**TASK OBJECTIVE**
All of the data must be printed exactly; please include every line.

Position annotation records
::::::

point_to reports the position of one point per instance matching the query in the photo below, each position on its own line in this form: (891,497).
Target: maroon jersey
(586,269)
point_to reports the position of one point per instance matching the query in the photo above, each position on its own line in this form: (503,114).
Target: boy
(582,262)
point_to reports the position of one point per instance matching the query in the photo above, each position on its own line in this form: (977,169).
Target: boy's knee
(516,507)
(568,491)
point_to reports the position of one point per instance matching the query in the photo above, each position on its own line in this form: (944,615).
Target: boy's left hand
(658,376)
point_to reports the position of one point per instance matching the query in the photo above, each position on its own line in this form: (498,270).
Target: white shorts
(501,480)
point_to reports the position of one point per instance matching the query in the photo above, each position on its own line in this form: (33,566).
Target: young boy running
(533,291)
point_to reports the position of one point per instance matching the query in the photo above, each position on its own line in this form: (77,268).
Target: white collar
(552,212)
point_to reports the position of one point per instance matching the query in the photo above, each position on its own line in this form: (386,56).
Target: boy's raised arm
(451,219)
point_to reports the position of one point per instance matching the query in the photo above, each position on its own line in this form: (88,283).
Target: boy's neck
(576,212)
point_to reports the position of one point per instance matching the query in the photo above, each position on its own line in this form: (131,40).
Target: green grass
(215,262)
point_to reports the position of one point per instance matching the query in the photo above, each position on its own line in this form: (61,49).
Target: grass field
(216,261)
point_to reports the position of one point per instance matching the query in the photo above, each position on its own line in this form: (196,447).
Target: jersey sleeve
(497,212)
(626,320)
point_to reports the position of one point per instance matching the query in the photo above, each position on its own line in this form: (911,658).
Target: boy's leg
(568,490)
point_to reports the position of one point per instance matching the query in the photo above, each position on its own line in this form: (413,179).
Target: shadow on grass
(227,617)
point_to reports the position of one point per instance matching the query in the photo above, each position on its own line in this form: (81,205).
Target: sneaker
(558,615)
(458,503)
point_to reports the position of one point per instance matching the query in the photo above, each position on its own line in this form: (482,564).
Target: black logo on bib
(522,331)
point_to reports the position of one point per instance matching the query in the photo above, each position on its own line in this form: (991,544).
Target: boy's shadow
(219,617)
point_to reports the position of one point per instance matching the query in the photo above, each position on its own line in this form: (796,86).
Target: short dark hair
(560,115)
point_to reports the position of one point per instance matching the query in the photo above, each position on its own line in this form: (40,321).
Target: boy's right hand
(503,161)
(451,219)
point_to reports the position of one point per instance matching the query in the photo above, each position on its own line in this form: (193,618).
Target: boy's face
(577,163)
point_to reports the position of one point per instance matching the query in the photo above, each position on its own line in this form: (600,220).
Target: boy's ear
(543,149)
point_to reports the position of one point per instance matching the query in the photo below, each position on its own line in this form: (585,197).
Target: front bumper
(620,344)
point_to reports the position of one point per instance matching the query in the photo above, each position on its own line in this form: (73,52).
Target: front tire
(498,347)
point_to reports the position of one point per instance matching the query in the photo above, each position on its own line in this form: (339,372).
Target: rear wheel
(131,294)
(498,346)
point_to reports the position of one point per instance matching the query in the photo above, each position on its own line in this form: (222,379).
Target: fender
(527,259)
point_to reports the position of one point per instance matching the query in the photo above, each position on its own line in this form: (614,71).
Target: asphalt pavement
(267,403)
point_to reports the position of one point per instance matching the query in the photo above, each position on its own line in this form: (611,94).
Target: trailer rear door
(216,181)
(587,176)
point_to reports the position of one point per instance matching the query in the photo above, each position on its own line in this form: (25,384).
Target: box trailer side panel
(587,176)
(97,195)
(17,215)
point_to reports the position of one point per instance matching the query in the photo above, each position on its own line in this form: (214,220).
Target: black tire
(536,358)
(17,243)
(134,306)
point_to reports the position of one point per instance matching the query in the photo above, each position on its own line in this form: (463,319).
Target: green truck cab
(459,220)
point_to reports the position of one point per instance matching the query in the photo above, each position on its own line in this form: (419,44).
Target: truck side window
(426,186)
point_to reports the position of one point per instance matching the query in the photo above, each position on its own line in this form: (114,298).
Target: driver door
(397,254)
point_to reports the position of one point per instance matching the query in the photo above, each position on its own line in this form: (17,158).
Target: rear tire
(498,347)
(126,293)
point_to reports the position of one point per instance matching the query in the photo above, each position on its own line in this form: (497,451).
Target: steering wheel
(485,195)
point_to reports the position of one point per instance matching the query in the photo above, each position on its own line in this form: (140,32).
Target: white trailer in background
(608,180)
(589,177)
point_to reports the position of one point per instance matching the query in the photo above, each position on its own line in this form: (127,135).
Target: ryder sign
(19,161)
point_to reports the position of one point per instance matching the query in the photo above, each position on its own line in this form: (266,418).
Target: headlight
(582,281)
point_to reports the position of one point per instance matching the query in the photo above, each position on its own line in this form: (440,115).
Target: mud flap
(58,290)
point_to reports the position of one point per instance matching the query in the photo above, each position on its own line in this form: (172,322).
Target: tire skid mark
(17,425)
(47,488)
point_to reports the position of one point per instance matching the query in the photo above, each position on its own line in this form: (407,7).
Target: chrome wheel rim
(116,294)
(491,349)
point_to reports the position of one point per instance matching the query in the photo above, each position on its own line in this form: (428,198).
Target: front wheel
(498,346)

::::::

**THE ANSWER**
point_to reports the position of one point per instance matching the query in the photo below, each position on its own line in this form: (891,497).
Target: maroon jersey
(586,269)
point_to reports the position of one point per instance matching the query in the photo above, each position on its own line in this form: (503,114).
Target: boy
(582,262)
point_to reports the position of one point per instance matching the query in the photo above, each position on its own line in this form: (977,169).
Target: boy's knee
(516,507)
(568,491)
point_to reports the position of one point per instance matching the query in the photo above, each position on its own line in this form: (944,615).
Target: boy's left hand
(658,376)
point_to reports the position of one point per instance matching the query in the photo above, each position on its own line in this form: (498,270).
Target: white shorts
(501,480)
point_to reports the position of one point per instance matching the query in the photo above, each position on its own line in this form: (33,566).
Target: young boy running
(533,291)
point_to reports the position of one point per instance matching the query in the photo above, each position on its own line in this form: (77,268).
Target: white collar
(552,212)
point_to reports the position of one point per instance matching the query in the photo above, each position on its own line in this form: (386,56).
Target: boy's raised arm
(451,219)
point_to reports the position of one point per instance matching the query in the photo above, each position on its own line in this form: (88,283).
Target: boy's neck
(576,212)
point_to reports the position of one point per instance matching the query in the photo above, each position on its own line in this form: (131,40).
Target: green grass
(215,262)
point_to reports the position of one point per instance matching the query in the photo above, each position on its own line in this form: (61,49).
Target: grass field
(216,261)
point_to reports the position of one point per instance matching the query in the photo above, each position on its own line in this form: (196,447).
Target: jersey sleeve
(497,212)
(626,320)
point_to reports the position of one point per instance matching the query in the photo above, each position on its own line in this form: (911,658).
Target: boy's leg
(568,490)
point_to reports the position of one point per instance matching the query in the photo above, each position on its own line in this form: (413,179).
Target: shadow on grass
(227,617)
point_to reports the position of one point per instance matching the query in the photo above, each position on its own line in this form: (81,205).
Target: sneaker
(558,615)
(458,503)
point_to reports the position of one point per instance matching the query in the photo above, each position on its own line in this form: (482,564).
Target: black logo on bib
(522,331)
point_to reports the position of one point per instance matching the query in the photo above, each position on its own line in this form: (991,544).
Target: boy's shadow
(219,617)
point_to reports the position of one point per instance matching the query in the photo above, each position on its own line in this form: (796,86).
Target: short dark hair
(560,115)
point_to reports the position of one point per instance matching the query in the photo above, each position on its own line in this form: (40,321).
Target: boy's right hand
(503,161)
(451,219)
point_to reports the position of one point per instance matching the query in the photo above, each position on its own line in this form: (193,618).
Target: boy's face
(577,163)
point_to reports the position of one point per instance matching the query in the photo above, each position on its own line in this form: (600,220).
Target: boy's ear
(543,149)
point_to reports the position of one point per instance matching the query in the photo below, each position on its own line in this form: (585,197).
Target: front bumper
(620,344)
point_to reports the position of one point per instance matching the query in the photo above, each position on its own line in this form: (73,52).
Target: front tire
(498,347)
point_to reports the position of one point per instance matching the query in the photo above, each position on its own line in this form: (339,372).
Target: rear wheel
(131,294)
(498,346)
point_to reports the position of one point per instance matching the query in the photo above, each position on its own line in this form: (222,379).
Target: fender
(527,259)
point_to reports the position of one point per instance matching the query in the photo above, each position on its own line in this form: (614,71).
Target: asphalt pavement
(267,403)
point_to reports the position of one point per instance matching the query in the photo above, each position on its own line in this form: (611,94).
Target: trailer rear door
(216,181)
(587,176)
point_to reports the position of one point per instance matching the query in the photo above, each position on its own line in this form: (25,384).
Target: box trailer side panel
(587,176)
(97,195)
(17,215)
point_to reports the position of one point per instance matching the query in the photo above, each position on its own line in this form: (214,220).
Target: black tire
(536,358)
(17,243)
(134,306)
point_to reports the position of one point per instance matching the query in the photo above, each position on its own line in this form: (463,319).
Target: green truck cab
(459,220)
point_to reports the position of one point per instance matching the query in the photo above, each position on its own line in this form: (419,44).
Target: truck side window
(426,186)
point_to reports the position of one point per instance matching the query in the photo above, each position on its own line in this form: (114,298).
Target: driver door
(397,254)
point_to reports the position of one point per instance matching the query in the photo above, each position on its own line in this form: (17,158).
Target: rear tire
(498,347)
(126,293)
point_to reports the position of one point per instance matching the query in the photo above, each position on its own line in this form: (497,451).
Target: steering wheel
(485,195)
point_to reports the position of one point per instance matching the query in the photo above, each position on its own line in this form: (140,32).
Target: white trailer in background
(608,180)
(589,177)
point_to reports the position of one point per instance matching the query in the photo above, each position on its own line in this form: (127,135).
Target: ryder sign
(19,161)
point_to reports the position of one point per instance matching the query in the photo above, each position on its own line in this form: (266,418).
Target: headlight
(582,281)
point_to reports the position of one point per instance matching the query in the photo above, each position on its own line in this form: (440,115).
Target: mud flap
(58,290)
point_to reports the position of one point per instance matching the query in the photo above, each position on its own line in this form: (172,322).
Target: tire skid mark
(17,425)
(47,488)
point_to reports the position of one point per instance matching the query in the photo above, each position on its own line in this form: (407,7).
Target: chrome wheel rim
(116,294)
(491,349)
point_to reports the position of one point per instance matching the query in the photo above, each position on its own line in this form: (428,198).
Target: front wheel
(498,346)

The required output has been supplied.